Verilen metin:
Türkiye de derin bir sosyal anomi yani toplumsal çılgınlık hali var. İnsanlar içeri de - dışarı da, derste – sıra da, sokakta – cadde de, hastane de – pastane de, okul da - ev de – işyerlerinde, üniversite kampüslerinde durmadan birbirlerini öldürüp duruyorlar. Bu şiddet değirmeninde de en çok kadınlarımız, genç kızlarımız öğütülüp duruyor.
Her gün ama her gün bu ülke de birkaç kadın ya da genç kızlarımız kurbanlık koç gibi boğazlanarak ya da sayısız kurşunların hedefi olarak yaşamlarını kaybediyorlar.

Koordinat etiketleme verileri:
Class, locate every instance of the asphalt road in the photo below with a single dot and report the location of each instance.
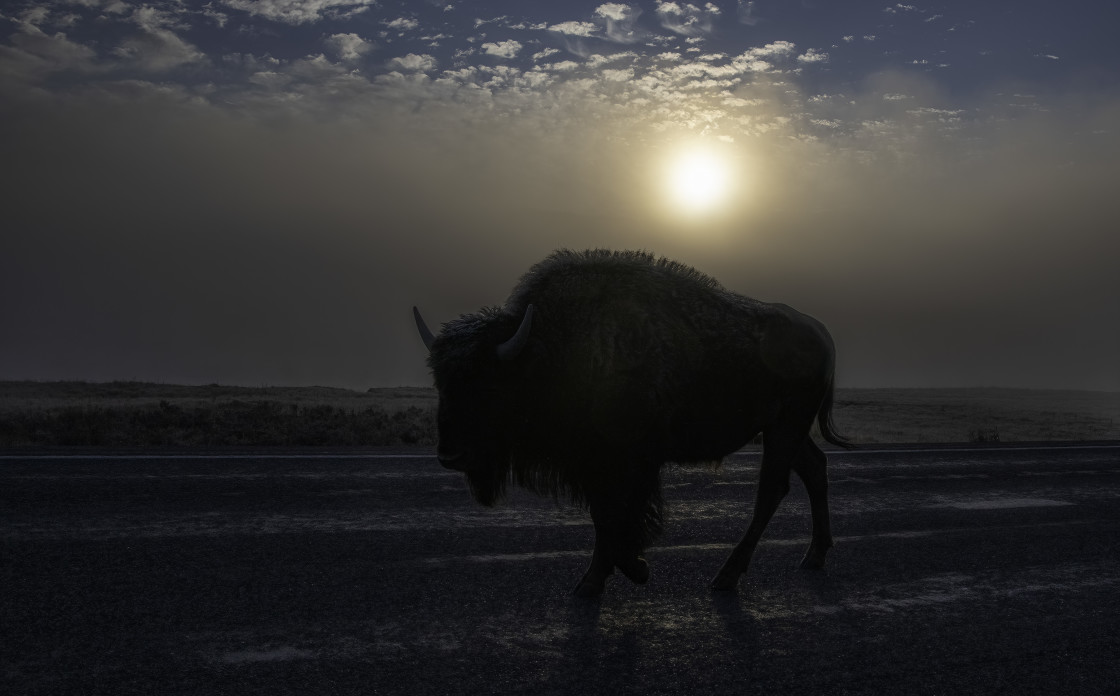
(955, 571)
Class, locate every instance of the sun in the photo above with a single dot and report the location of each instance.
(699, 179)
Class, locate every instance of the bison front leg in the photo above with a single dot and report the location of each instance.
(603, 563)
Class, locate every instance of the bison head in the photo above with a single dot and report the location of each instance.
(475, 364)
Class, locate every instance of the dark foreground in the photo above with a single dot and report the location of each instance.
(955, 572)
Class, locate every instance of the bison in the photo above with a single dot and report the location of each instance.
(603, 367)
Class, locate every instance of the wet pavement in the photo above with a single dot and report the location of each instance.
(957, 571)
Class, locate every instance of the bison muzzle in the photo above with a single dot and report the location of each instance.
(603, 367)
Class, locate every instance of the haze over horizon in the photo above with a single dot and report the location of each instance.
(257, 193)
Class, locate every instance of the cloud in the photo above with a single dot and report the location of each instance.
(503, 49)
(621, 22)
(687, 19)
(414, 63)
(35, 54)
(157, 48)
(813, 56)
(348, 46)
(298, 11)
(618, 75)
(575, 28)
(746, 12)
(402, 24)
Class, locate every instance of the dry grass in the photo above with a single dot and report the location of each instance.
(976, 415)
(866, 416)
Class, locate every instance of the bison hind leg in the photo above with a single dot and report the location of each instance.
(635, 568)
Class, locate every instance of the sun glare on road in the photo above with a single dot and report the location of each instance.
(699, 179)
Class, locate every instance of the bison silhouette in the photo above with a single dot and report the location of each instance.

Yönergeler:
**a.** Türkiye'deki şiddeti anlatan metne göre şu soruları yanıtlayın:
(i) Metin, "sosyal anomi" kavramını hangi ifadeyle açıklıyor?
(ii) Şiddet değirmeninde en çok kimler öğütülüyor?
(iii) Kadınlar ve genç kızlar yaşamlarını hangi iki biçimde kaybediyor?
**b.** Türkiye'deki şiddeti anlatan metni son cümlesinden sonra sürdürün.

Yazılı yanıtlar:
**a.**
(i) Toplumsal çılgınlık hali.
(ii) Kadınlar ve genç kızlar.
(iii) Kurbanlık koç gibi boğazlanarak ya da sayısız kurşunun hedefi olarak.

**b.**
Kadına yönelik şiddette simgeleşerek hayatını kaybeden Ayşe Paşalı olayından sonra da… …Güldünya, Arzu Odabaşı, Derya Demiral, Neslihan Polatçelik, Kamile Özbek, Ayten Bülbül, Nezahat Satılmış Yanık, Funda Yıldırım, Damla Şenler, Fadime Çalışkan, Büşra Özer, Songül Yılmaz, önceki gün Aydın da polis memuresi Hatice Alper Kavalcı, Adana da genç anne Sinem ve masum melek iki yavrusu üç yaşındaki Selen ve yedi aylık Simge……
…ve daha onlarca, yirmilerce, otuzlarca Ayşe Paşalı’yı, Selen ve Simge’yi al tepe tepe, istediğin şekil ve yöntemle öldür diyerek Azrailleri olan kocalarına adeta servis eden şizofrenik bir can güvenliği anlayışı.
Ve kadınlar
bizim kadınlarımız:
korkunç ve mübarek elleri
ince, küçük çeneleri, kocaman gözleriyle
anamız, avradımız, yarimiz
ve sanki hiç yaşanmamış gibi ölen
ve soframızdaki yeri
öküzümüzden sonra gelen
ve dağlara kaçırıp uğrunda hapis yattığımız
ve ekinde, tütünde, odunda ve pazardaki
ve kara sabana koşulan ve ağıllarda
bizim olan kadınlar, bizim kadınlarımız … (N.H)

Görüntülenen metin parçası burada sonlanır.